*Passage to read*
'''

Daylila

World News · Thursday, 9 July 2026

01 · Briefing · what happened

Trump orders a cutoff of all US trade with Spain — but the power to do it may not be his

World News 4 min 80 sources

At a NATO summit in Turkey, the US president told his own treasury secretary to end trade with Spain over its defence spending. The catch: Spain doesn't run its own trade — the EU does. Plus divided Fed minutes, a gloomier IMF, and an ICC breakthrough on Sudan.

Key takeaways

  • Trump ordered a US trade cutoff with Spain, but Spain doesn't control its own trade — the EU does — so it's unclear he can actually do it.
  • The US Federal Reserve is openly split on whether inflation from the Iran war means interest rates should rise, and markets fell on the uncertainty.
  • The IMF trimmed global growth to 3% and flagged an ICC breakthrough on Sudan war crimes as the quieter story worth watching.

A command with no clear lever

At a NATO summit in Ankara on Wednesday, US President Donald Trump told reporters he had ordered a full cutoff of trade with Spain. “Cut off all trade with Spain, please, including visits,” he said, appearing to address Treasury Secretary Scott Bessent standing nearby [33]. His reason: Spain’s refusal to meet NATO’s new defence-spending target. “Spain is a terrible partner in NATO. They don’t participate, they don’t pay,” he said [33].

'''

*Extracted information*
'''

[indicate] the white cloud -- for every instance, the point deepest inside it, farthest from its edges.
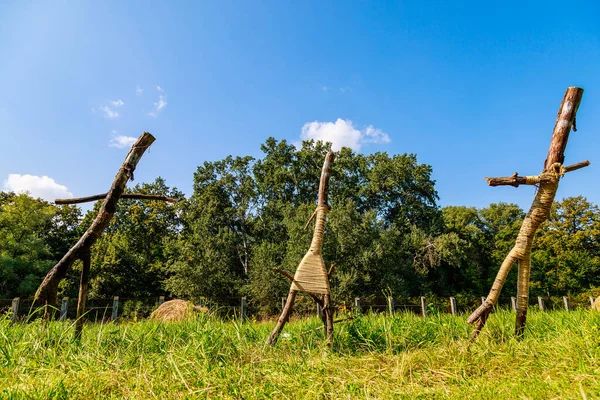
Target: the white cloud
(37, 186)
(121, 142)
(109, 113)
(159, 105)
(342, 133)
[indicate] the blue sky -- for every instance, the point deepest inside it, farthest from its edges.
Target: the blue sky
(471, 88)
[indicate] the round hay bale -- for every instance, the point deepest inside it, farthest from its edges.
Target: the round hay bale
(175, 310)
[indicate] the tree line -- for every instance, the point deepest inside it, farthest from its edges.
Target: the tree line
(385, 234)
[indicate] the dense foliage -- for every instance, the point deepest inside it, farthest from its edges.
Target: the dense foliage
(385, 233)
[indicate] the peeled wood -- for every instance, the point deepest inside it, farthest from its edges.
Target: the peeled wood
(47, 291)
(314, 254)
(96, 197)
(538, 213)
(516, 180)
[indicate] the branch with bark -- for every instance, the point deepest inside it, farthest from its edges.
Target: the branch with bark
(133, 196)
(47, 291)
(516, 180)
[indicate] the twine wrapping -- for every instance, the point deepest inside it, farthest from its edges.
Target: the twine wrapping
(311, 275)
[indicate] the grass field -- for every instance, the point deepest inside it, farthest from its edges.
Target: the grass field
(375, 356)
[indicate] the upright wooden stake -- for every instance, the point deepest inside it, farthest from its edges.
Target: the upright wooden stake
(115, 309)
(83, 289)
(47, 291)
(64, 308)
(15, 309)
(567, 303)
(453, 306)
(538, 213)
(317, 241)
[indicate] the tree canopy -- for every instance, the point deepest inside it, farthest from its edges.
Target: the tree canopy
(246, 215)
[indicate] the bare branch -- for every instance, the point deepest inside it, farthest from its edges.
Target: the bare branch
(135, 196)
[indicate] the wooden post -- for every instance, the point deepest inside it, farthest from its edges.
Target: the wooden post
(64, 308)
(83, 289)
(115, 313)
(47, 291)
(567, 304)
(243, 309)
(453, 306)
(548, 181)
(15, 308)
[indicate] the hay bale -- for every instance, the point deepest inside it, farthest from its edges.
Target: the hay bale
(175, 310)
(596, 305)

'''
'''

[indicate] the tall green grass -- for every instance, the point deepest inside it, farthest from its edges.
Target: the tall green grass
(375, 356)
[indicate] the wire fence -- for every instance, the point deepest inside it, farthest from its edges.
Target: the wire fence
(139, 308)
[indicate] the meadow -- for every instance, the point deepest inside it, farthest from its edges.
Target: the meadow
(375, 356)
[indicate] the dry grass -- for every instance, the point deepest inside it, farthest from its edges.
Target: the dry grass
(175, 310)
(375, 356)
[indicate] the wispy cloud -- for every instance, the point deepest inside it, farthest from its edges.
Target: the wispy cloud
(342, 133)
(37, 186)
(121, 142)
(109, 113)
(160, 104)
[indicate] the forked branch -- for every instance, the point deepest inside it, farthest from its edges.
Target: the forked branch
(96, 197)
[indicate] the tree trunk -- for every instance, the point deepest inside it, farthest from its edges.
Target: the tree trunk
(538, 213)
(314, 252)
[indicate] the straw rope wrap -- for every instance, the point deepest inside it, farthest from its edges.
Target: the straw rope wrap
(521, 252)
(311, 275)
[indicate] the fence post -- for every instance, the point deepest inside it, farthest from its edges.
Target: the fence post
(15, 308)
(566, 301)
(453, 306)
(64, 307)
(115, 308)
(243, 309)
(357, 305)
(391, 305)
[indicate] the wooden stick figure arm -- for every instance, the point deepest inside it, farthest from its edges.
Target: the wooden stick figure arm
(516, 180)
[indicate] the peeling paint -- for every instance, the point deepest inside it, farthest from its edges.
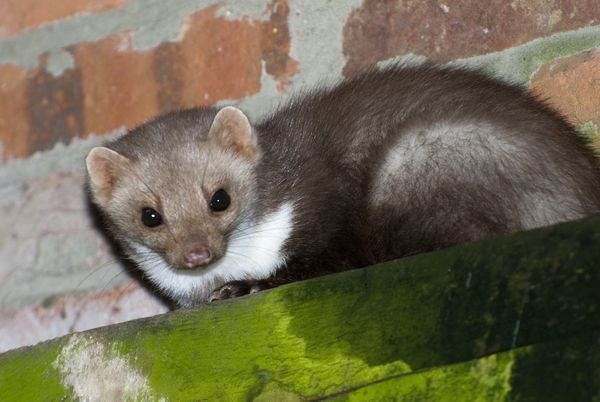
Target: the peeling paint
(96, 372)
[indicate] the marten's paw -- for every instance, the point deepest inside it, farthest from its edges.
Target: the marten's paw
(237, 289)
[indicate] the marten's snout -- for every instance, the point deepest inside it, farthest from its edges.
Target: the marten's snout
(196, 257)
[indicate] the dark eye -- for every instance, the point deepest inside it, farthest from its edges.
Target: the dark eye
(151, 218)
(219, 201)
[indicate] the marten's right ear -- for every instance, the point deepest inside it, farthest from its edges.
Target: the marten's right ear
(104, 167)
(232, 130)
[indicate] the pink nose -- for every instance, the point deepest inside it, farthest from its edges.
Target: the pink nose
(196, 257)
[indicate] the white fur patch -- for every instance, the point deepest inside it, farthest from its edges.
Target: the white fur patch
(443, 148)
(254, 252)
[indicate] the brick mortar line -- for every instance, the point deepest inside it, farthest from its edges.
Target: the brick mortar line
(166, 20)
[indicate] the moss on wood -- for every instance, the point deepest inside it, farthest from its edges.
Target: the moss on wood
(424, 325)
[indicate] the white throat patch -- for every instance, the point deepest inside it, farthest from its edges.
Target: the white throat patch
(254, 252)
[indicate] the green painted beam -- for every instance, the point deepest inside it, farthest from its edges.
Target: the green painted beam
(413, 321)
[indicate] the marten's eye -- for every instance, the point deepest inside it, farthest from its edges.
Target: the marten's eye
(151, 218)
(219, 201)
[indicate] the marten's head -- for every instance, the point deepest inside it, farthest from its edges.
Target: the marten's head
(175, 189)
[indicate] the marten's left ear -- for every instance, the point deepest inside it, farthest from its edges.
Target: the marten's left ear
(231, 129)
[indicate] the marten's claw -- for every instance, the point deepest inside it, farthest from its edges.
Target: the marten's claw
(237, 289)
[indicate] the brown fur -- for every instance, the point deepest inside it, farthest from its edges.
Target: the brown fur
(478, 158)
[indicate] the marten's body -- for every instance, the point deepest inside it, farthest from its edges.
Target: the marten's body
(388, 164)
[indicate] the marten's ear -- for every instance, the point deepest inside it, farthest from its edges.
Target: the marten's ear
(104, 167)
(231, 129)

'''
'''

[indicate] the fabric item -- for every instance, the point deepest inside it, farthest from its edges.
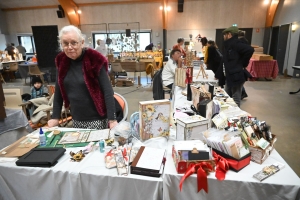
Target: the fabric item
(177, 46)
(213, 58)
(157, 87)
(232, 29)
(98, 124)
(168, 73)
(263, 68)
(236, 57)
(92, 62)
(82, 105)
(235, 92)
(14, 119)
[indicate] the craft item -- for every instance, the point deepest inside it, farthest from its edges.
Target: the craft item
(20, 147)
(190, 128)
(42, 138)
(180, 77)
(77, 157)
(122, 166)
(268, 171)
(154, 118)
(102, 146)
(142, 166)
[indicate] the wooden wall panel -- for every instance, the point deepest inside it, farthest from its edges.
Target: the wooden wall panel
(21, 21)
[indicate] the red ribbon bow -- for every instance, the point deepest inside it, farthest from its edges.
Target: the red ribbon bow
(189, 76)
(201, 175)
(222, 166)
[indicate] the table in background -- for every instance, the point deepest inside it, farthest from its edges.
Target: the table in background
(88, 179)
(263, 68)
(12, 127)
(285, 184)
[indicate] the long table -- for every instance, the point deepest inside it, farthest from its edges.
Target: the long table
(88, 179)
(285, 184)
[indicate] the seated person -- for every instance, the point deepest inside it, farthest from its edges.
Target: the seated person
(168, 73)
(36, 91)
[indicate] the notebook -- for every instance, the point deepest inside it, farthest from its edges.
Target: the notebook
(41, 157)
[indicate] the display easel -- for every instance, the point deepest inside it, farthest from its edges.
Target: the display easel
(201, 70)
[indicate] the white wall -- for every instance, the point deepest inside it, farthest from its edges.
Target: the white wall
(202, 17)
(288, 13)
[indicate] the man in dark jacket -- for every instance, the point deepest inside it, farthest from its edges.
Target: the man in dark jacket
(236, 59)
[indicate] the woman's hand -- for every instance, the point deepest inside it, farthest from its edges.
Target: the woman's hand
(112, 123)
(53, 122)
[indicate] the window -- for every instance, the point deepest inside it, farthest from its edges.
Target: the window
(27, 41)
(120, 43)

'''

*Problems to work on*
A – Transcribe the part of the briefing that opens with the words containing "At a NATO summit in Turkey, the" and closes with "breakthrough on Sudan.".
B – Gather each line of the records that contains the string "blue", treating uppercase and lowercase as different.
The briefing and the records come from unrelated sources.

*Solutions by task*
A –
At a NATO summit in Turkey, the US president told his own treasury secretary to end trade with Spain over its defence spending. The catch: Spain doesn't run its own trade — the EU does. Plus divided Fed minutes, a gloomier IMF, and an ICC breakthrough on Sudan.

B –
[indicate] the blue sky -- for every instance, the point deepest inside it, farthest from its edges.
Target: the blue sky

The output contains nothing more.